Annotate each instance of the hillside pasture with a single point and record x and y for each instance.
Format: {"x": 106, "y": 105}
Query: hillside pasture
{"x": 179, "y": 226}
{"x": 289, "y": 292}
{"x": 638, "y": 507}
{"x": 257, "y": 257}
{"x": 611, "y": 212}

==*==

**Activity**
The material above needs to be reproduced exactly as written.

**Output below**
Annotate each instance of the hillside pasture with a single point and record x and y for each instance.
Format: {"x": 106, "y": 105}
Query: hillside pasture
{"x": 179, "y": 226}
{"x": 289, "y": 292}
{"x": 638, "y": 507}
{"x": 257, "y": 257}
{"x": 611, "y": 212}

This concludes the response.